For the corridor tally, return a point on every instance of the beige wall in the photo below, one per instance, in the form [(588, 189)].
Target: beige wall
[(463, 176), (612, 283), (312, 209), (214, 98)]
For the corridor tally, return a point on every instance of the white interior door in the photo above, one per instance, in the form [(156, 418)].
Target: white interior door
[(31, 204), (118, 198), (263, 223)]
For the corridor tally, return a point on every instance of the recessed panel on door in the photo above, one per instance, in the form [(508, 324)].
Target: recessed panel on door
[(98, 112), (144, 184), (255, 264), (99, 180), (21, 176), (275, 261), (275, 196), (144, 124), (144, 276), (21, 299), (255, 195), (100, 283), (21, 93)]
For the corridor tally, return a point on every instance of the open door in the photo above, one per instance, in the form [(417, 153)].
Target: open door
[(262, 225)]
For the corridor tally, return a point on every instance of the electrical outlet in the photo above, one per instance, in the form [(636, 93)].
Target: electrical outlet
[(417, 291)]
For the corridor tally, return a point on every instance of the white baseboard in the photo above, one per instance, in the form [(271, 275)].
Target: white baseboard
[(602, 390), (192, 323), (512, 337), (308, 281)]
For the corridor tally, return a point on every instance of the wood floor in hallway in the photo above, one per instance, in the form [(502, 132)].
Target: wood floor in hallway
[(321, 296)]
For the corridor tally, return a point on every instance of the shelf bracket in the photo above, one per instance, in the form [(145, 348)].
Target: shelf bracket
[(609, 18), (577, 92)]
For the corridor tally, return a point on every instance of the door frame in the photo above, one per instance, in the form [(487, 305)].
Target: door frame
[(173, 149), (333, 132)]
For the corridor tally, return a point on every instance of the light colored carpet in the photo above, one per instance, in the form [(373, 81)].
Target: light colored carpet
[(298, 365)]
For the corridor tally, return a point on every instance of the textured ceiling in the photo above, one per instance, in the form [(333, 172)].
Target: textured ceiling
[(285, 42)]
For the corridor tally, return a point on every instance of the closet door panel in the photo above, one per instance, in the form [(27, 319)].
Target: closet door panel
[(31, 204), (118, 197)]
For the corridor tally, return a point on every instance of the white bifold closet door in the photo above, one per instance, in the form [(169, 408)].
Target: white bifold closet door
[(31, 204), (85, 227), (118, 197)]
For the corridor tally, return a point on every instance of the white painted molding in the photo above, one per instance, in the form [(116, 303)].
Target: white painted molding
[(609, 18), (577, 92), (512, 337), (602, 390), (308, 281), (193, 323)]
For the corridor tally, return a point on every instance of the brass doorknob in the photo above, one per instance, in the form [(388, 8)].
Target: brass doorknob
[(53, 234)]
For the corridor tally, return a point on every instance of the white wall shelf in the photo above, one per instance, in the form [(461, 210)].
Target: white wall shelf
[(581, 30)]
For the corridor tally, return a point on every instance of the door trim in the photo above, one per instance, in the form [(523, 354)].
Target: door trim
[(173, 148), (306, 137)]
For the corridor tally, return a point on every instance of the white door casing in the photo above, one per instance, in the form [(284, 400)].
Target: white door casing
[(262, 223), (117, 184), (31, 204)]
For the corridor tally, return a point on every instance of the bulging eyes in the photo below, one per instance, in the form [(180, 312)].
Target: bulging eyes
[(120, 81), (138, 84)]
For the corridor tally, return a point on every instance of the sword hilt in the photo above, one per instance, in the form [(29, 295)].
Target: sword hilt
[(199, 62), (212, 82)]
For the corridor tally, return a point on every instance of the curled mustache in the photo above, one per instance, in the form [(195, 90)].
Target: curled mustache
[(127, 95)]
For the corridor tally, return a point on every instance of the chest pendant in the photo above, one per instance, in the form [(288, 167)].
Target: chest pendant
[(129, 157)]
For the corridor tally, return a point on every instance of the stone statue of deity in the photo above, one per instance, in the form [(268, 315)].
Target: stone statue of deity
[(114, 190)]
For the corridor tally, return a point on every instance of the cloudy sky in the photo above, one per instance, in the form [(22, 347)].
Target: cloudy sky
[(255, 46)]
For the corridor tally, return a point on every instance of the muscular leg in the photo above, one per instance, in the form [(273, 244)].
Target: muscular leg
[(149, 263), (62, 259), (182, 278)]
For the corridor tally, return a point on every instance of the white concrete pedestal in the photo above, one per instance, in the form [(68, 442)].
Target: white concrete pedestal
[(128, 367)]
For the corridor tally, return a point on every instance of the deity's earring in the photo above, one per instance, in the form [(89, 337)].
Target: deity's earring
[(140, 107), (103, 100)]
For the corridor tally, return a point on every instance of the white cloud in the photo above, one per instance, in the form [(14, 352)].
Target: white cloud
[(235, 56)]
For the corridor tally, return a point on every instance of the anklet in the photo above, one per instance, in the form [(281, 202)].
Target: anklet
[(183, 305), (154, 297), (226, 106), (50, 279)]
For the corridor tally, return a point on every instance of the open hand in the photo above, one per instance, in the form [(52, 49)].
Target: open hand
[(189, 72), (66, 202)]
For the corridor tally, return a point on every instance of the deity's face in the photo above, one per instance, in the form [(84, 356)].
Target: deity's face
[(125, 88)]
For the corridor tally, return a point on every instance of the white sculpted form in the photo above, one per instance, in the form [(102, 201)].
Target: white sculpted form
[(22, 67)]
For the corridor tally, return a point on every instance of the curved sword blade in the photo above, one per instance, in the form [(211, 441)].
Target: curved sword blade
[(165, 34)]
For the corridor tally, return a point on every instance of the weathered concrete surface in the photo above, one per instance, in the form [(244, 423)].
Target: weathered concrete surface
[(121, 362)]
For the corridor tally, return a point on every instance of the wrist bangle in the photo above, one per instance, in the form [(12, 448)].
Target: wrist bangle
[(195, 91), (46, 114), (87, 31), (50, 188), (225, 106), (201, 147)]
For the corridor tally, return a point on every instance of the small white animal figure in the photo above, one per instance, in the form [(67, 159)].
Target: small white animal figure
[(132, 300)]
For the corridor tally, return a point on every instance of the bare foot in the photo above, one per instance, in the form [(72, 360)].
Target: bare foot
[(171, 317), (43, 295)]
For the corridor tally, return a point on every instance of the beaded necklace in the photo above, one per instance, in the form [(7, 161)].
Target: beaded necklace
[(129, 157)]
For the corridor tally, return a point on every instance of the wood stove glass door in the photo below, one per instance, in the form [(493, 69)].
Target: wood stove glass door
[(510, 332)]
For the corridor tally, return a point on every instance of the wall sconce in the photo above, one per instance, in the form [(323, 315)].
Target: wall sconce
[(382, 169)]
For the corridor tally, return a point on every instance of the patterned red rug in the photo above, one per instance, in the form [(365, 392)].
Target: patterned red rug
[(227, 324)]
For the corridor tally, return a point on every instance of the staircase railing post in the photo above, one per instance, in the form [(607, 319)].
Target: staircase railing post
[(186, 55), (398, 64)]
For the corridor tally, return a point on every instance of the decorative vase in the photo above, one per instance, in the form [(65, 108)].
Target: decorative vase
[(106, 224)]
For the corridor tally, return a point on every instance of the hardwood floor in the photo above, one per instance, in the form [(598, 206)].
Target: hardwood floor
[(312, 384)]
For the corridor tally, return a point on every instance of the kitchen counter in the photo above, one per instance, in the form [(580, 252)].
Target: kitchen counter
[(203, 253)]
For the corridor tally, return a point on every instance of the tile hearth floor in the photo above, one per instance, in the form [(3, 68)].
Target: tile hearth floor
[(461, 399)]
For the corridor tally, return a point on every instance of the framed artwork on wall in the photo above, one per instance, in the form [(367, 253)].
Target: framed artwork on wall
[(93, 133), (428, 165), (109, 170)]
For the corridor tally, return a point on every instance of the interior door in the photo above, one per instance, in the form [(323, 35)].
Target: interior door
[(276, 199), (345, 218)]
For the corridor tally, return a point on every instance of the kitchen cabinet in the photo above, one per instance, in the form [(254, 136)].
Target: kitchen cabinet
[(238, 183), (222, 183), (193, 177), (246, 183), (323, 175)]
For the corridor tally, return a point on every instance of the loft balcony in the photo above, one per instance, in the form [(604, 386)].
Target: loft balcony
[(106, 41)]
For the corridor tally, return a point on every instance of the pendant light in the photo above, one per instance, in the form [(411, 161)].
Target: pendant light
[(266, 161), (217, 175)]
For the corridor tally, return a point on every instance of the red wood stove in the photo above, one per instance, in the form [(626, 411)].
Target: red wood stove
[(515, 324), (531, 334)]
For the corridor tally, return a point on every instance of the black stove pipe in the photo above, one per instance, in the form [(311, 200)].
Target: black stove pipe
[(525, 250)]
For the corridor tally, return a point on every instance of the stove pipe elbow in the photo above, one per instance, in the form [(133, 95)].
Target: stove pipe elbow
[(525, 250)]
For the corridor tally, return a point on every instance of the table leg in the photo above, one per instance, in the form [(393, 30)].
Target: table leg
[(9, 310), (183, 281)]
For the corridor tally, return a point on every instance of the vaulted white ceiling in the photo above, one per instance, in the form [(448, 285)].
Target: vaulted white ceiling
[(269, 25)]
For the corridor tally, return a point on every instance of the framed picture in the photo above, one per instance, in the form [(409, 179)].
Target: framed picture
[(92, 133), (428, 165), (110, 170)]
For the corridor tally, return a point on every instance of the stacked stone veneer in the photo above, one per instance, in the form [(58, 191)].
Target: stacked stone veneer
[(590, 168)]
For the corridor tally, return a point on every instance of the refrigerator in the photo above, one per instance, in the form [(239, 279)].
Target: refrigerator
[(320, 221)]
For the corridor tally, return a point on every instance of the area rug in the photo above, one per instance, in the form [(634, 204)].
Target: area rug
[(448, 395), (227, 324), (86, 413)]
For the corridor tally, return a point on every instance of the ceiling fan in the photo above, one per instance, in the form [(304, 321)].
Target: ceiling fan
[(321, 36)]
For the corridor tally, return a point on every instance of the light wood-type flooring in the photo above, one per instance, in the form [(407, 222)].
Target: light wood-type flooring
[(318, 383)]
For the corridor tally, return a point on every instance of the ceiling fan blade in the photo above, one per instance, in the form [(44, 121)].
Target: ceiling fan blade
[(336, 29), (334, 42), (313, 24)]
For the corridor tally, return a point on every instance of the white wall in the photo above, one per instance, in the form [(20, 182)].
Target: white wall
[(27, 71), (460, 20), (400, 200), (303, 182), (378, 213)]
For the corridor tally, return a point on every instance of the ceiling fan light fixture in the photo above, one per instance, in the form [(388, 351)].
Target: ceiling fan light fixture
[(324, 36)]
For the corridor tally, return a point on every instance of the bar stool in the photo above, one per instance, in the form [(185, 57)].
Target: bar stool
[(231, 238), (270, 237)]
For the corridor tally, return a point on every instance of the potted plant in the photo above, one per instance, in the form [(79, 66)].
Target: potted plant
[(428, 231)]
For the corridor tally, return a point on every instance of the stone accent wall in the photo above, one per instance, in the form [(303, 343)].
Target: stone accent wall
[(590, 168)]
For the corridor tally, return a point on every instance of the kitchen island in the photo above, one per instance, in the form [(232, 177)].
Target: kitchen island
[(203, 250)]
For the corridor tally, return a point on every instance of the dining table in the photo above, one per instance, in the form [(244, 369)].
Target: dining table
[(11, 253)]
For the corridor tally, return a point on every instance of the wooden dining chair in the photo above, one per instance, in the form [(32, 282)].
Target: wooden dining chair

━━━━━━

» **TO DO**
Rewrite the part of the rows above that opens with the line containing "form [(304, 321)]." and closes with the last row, changing "corridor tally" to "room survey" and leaving everything else unchanged.

» **SOLUTION TO THIS PROBLEM**
For the room survey, return a point on every instance of the ceiling fan in the photo above, one per instance, in the form [(304, 321)].
Target: ceiling fan
[(321, 36)]
For the room survey, return a point on every instance of the light wood-type flooring in the photo above, one per instance, in the form [(407, 222)].
Target: light wood-type flooring
[(318, 383)]
For the room survey, return a point on every instance of the ceiling fan blade in the photo above, one per instance, in the form [(44, 121)].
Target: ceiling fan blade
[(336, 29), (334, 42), (313, 24)]
For the room survey, return a point on every instance of the white wall in the photo above, one per instance, in the form [(20, 182)].
Target: white wall
[(27, 71), (460, 20), (400, 200), (303, 182), (378, 213)]
For the room survey, return a point on every instance of the ceiling fan light fixture in the photo above, one per instance, in the form [(388, 351)].
Target: ceiling fan light fixture
[(324, 36)]
For the room survey, return a point on every instance of the bar stool in the photo above, one per instance, in the form [(185, 57)].
Target: bar stool
[(231, 238), (270, 237)]
For the room survey, return a point on every instance of the potted plant in the photo above, one per instance, in the form [(79, 66)].
Target: potted plant
[(428, 231)]
For the room survey, return a point on every instance of the stone accent wall in the photo above, one per instance, in the form [(303, 343)].
Target: stone accent wall
[(590, 168)]
For the room survey, return a point on every instance of the kitchen island in the photo above, one per instance, in the form [(232, 177)].
Target: kitchen island
[(203, 250)]
For the room survey, return a point on every instance of the dining table in the photo above, one per instance, in the form [(244, 369)].
Target: dining table
[(11, 253)]
For the room survey, return a point on every instance of the wooden dining chair in the photo above, one per instance, in the form [(32, 282)].
Target: wooden dining chair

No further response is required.